_SHORT PROBLEM_
Express the records as a Markdown table with columns n and Line, starting with the line that contains "like [(407, 387)]." and going on through the line that contains "Query: pink petal", omitting blank lines.

_MATERIAL PROVIDED_
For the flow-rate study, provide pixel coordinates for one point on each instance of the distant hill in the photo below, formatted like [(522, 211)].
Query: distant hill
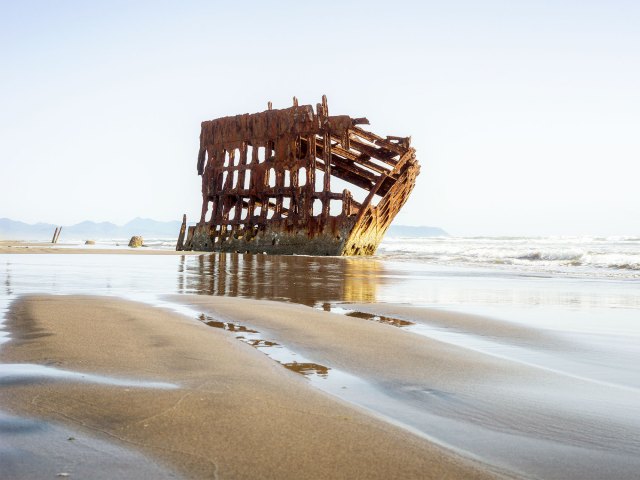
[(412, 232), (14, 230)]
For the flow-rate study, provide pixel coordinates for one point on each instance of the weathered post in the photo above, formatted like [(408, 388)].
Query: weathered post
[(183, 228)]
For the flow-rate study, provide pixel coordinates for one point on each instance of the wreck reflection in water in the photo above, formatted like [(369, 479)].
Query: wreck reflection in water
[(306, 280)]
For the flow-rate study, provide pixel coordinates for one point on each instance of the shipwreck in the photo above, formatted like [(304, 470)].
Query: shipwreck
[(298, 181)]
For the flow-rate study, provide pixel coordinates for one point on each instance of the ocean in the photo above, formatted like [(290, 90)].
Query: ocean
[(550, 325)]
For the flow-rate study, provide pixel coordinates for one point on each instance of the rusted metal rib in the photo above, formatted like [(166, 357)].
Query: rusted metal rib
[(279, 182)]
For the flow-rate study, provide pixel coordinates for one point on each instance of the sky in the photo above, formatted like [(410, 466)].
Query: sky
[(525, 115)]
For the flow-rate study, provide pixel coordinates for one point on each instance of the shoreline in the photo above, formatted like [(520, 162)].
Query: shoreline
[(19, 247), (235, 413)]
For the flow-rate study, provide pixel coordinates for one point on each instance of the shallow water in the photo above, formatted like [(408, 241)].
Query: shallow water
[(581, 336)]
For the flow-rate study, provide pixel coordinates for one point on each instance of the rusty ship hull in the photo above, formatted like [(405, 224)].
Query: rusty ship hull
[(281, 181)]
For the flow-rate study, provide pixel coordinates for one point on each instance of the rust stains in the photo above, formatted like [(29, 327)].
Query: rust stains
[(281, 181)]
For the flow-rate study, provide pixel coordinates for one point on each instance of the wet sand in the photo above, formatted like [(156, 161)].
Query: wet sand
[(234, 414), (488, 400)]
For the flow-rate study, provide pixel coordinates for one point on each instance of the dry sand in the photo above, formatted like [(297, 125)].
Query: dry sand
[(20, 247), (236, 413)]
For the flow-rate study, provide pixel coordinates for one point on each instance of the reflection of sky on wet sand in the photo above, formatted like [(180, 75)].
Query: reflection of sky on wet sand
[(574, 310), (311, 281)]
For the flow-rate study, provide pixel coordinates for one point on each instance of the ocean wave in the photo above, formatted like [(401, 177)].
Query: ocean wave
[(583, 255)]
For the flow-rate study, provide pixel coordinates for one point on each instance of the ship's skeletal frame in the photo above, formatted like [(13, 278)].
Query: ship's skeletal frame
[(269, 181)]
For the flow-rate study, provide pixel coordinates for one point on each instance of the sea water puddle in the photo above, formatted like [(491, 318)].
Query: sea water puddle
[(281, 354), (396, 322), (26, 373)]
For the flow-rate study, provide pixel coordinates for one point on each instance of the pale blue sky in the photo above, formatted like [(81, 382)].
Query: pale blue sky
[(525, 115)]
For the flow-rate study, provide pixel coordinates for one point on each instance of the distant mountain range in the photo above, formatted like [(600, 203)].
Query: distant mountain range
[(146, 227), (87, 230)]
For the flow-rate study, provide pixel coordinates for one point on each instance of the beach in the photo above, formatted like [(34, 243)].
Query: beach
[(257, 366)]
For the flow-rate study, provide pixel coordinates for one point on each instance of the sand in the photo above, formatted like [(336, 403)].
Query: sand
[(235, 414), (21, 247)]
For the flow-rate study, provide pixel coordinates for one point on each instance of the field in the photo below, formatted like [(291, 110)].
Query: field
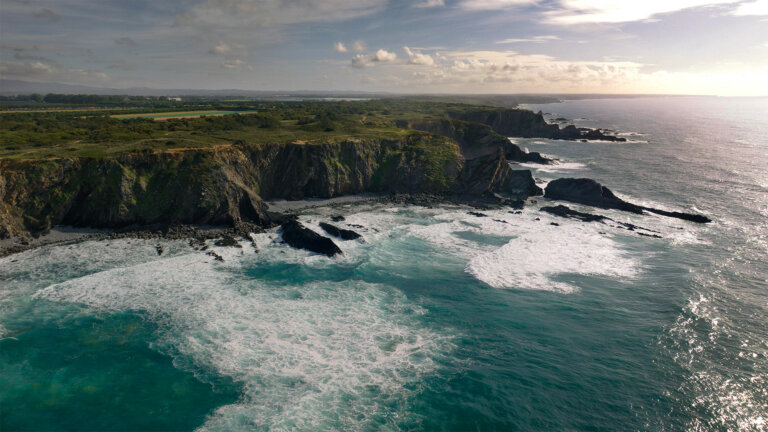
[(97, 134), (179, 114)]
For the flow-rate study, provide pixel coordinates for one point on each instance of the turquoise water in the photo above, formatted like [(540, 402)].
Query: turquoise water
[(440, 320)]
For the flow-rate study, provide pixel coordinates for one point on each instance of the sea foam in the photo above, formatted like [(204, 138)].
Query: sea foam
[(322, 355)]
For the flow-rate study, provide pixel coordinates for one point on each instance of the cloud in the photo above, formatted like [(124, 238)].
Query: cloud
[(339, 47), (493, 4), (233, 64), (125, 41), (534, 39), (365, 60), (417, 58), (247, 14), (46, 13), (430, 3), (228, 49), (358, 46), (606, 11), (383, 55), (42, 71), (758, 7)]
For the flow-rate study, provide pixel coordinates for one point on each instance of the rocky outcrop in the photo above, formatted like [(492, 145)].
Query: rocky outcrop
[(592, 193), (226, 185), (300, 237), (589, 192), (475, 139), (492, 174), (343, 234), (527, 124), (568, 213)]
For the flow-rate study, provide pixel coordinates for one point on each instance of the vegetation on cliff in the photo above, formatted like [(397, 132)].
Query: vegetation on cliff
[(88, 169)]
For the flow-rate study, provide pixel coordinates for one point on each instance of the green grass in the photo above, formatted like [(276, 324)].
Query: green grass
[(181, 114), (98, 135)]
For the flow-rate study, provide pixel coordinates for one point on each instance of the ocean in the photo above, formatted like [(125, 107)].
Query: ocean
[(439, 319)]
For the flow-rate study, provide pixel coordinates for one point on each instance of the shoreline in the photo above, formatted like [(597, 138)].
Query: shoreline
[(280, 209)]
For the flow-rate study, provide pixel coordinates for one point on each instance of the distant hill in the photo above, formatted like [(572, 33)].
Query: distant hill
[(15, 87)]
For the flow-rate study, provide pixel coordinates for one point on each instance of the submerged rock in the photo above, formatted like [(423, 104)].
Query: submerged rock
[(589, 192), (567, 212), (227, 241), (339, 232), (300, 237)]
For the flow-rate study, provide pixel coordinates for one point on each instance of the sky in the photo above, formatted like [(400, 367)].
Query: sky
[(717, 47)]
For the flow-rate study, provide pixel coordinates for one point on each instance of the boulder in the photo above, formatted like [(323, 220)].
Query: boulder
[(589, 192), (338, 232), (300, 237)]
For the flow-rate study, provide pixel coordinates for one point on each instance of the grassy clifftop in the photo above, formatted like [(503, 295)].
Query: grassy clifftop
[(92, 170)]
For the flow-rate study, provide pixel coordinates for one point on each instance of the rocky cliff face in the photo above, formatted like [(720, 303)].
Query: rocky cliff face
[(475, 139), (227, 185), (527, 124)]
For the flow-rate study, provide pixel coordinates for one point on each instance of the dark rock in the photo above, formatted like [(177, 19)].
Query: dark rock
[(590, 192), (569, 213), (215, 256), (535, 157), (227, 241), (300, 237), (566, 212), (338, 232), (684, 216)]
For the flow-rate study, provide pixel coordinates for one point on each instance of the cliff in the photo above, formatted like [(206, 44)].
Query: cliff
[(476, 139), (227, 185), (527, 124)]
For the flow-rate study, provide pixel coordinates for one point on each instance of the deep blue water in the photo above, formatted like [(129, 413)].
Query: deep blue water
[(440, 320)]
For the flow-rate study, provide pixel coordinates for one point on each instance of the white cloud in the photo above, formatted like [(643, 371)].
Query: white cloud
[(417, 58), (234, 64), (430, 3), (383, 55), (493, 4), (759, 7), (380, 56), (361, 61), (125, 41), (42, 71), (229, 49), (618, 11), (247, 14), (358, 46), (535, 39)]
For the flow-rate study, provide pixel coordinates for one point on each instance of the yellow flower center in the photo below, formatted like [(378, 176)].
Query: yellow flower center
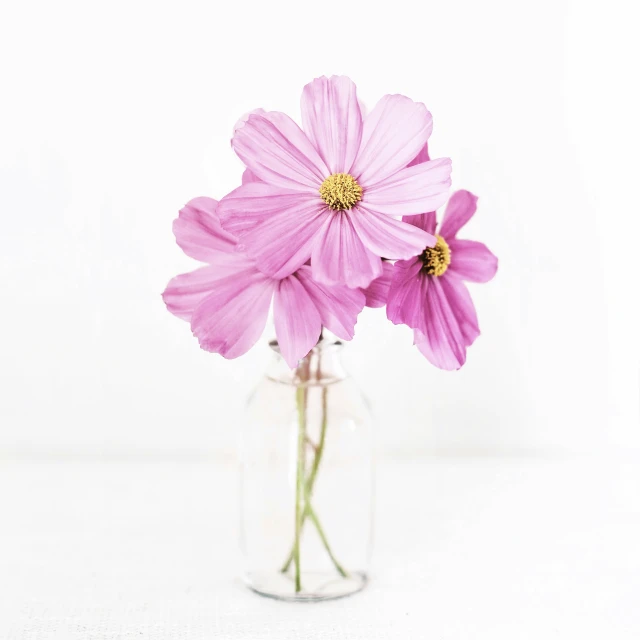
[(436, 259), (340, 191)]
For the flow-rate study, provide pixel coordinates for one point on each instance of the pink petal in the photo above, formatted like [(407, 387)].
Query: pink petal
[(231, 319), (185, 292), (392, 135), (377, 292), (338, 305), (423, 156), (423, 187), (460, 208), (407, 297), (472, 261), (277, 151), (387, 237), (332, 120), (243, 119), (297, 320), (198, 230), (277, 228), (442, 343), (255, 203), (447, 361), (339, 255), (248, 176), (462, 306), (424, 221)]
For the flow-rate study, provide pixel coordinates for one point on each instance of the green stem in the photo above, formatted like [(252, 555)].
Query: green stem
[(312, 474), (314, 518), (308, 490), (300, 402)]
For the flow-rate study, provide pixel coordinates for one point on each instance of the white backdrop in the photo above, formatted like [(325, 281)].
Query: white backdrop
[(115, 114)]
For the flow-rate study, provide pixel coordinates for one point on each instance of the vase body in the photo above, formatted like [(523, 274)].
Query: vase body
[(307, 480)]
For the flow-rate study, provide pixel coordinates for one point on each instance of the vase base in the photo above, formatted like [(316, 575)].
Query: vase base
[(315, 586)]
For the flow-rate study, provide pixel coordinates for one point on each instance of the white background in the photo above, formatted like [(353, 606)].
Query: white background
[(115, 114), (509, 500)]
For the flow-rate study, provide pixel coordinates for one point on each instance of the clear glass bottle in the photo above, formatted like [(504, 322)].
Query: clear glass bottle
[(307, 466)]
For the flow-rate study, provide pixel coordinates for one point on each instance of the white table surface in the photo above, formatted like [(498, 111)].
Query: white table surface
[(467, 548)]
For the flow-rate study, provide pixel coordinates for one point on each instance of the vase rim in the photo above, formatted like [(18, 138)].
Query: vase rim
[(323, 345)]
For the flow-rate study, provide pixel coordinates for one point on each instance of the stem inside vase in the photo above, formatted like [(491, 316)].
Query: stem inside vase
[(305, 484)]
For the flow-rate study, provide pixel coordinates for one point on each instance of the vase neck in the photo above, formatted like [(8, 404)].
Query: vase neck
[(322, 365)]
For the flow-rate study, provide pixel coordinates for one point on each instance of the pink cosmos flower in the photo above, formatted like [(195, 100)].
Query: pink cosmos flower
[(329, 191), (427, 292), (227, 301)]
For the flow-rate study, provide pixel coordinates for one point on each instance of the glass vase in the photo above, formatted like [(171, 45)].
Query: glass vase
[(306, 456)]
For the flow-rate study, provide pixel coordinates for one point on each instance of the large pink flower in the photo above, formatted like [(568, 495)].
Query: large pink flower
[(330, 191), (227, 301), (427, 292)]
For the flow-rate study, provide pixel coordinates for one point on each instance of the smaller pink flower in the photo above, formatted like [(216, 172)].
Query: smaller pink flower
[(427, 292), (227, 301)]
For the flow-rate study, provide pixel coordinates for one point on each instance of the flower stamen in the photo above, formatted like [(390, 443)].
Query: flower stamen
[(436, 260), (341, 191)]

_EXERCISE OUTPUT_
| n | Line |
|---|---|
| 1 | For the flow-rate study, provide pixel coordinates for one point on each instance of the pink petal in the photo above, formatted like [(407, 387)]. |
| 2 | Query: pink petal |